» **STATED PROBLEM**:
Send back the records in full, character for character.

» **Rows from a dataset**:

* * * * * * *

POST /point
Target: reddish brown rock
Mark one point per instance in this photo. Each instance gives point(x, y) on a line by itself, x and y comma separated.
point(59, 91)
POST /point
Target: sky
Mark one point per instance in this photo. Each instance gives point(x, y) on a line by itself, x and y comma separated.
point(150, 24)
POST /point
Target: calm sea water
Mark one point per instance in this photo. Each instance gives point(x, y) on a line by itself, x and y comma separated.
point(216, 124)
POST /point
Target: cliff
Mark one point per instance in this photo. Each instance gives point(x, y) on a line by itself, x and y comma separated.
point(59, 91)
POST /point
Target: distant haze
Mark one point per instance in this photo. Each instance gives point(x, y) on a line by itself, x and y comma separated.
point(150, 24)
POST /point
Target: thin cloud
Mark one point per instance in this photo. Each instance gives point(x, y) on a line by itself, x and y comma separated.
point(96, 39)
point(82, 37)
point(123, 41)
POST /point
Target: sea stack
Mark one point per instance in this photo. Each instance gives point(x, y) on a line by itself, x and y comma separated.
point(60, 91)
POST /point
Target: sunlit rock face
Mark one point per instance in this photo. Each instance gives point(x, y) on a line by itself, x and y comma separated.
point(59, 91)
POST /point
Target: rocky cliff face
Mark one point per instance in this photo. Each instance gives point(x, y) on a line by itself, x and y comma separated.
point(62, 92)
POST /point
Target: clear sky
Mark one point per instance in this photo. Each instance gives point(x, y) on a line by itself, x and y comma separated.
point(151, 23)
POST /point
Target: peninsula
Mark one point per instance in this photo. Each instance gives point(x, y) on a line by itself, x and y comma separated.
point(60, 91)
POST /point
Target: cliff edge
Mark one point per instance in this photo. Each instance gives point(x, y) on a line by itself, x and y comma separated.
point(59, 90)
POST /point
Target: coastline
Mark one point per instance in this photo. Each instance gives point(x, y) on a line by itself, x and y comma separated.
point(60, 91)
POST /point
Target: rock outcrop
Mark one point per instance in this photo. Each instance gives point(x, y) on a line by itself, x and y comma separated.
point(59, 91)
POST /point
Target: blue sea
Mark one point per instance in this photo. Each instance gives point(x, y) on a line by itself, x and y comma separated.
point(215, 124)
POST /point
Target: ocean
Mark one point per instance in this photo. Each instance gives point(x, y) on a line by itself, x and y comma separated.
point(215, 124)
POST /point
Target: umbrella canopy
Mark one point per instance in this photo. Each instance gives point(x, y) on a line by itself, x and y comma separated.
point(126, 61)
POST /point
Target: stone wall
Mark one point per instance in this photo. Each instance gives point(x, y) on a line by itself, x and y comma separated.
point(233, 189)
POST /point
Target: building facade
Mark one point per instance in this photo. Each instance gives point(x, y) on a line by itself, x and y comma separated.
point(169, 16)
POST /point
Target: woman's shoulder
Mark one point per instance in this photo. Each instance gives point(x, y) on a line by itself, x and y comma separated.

* * * * * * *

» **COMPLETED TASK**:
POST /point
Target: reddish brown rock
Mark one point per instance in this photo. Each instance gives point(x, y) on a line by itself, x and y comma separated.
point(59, 91)
POST /point
Target: sky
Mark one point per instance in this photo. Each instance gives point(x, y) on a line by itself, x and y comma separated.
point(150, 24)
POST /point
Target: calm sea water
Mark one point per instance in this photo. Each instance gives point(x, y) on a line by itself, x and y comma separated.
point(216, 124)
POST /point
Target: cliff
Mark one point per instance in this photo. Each instance gives point(x, y) on a line by itself, x and y comma separated.
point(59, 91)
POST /point
Target: distant haze
Mark one point per instance in this photo. Each instance gives point(x, y) on a line by itself, x and y comma separated.
point(150, 24)
POST /point
Target: thin cloud
Mark one point per instance in this photo. Each instance gives point(x, y) on a line by itself, x and y comma separated.
point(96, 39)
point(82, 37)
point(123, 41)
POST /point
Target: sea stack
Mark one point per instance in this photo. Each instance gives point(x, y) on a line by itself, x and y comma separated.
point(60, 91)
POST /point
Target: sunlit rock face
Mark one point per instance in this photo. Each instance gives point(x, y) on a line by itself, x and y comma separated.
point(59, 91)
POST /point
Target: rocky cliff face
Mark one point per instance in this photo. Each instance gives point(x, y) on a line by itself, x and y comma separated.
point(62, 92)
POST /point
Target: clear sky
Mark one point per instance in this photo. Each instance gives point(x, y) on a line by itself, x and y comma separated.
point(151, 23)
POST /point
Target: peninsula
Mark one point per instance in this photo. Each instance gives point(x, y) on a line by itself, x and y comma separated.
point(60, 91)
POST /point
Target: cliff edge
Mark one point per instance in this photo. Each instance gives point(x, y) on a line by itself, x and y comma separated.
point(59, 90)
POST /point
Target: coastline
Mark one point per instance in this photo. Each instance gives point(x, y) on a line by itself, x and y comma separated.
point(60, 91)
POST /point
Target: rock outcrop
Mark one point per instance in this photo. Each instance gives point(x, y) on a line by itself, x and y comma separated.
point(59, 91)
POST /point
Target: blue sea
Mark one point per instance in this photo. Each instance gives point(x, y) on a line by itself, x and y comma separated.
point(215, 124)
POST /point
Target: ocean
Mark one point per instance in this photo. Each instance gives point(x, y) on a line by itself, x and y comma separated.
point(215, 124)
POST /point
Target: umbrella canopy
Mark one point per instance in this photo. Each instance gives point(x, y) on a line by itself, x and y comma separated.
point(126, 61)
POST /point
Target: stone wall
Mark one point per instance in this photo. Each instance gives point(x, y) on a line by itself, x and y comma separated.
point(233, 189)
POST /point
Target: building facade
Mark one point per instance in this photo. Each instance gives point(x, y) on a line by itself, x and y comma separated.
point(169, 16)
POST /point
Target: woman's shoulder
Mark one point per instance in this photo. Each instance gives point(x, y) on a line by itself, x and y comma separated.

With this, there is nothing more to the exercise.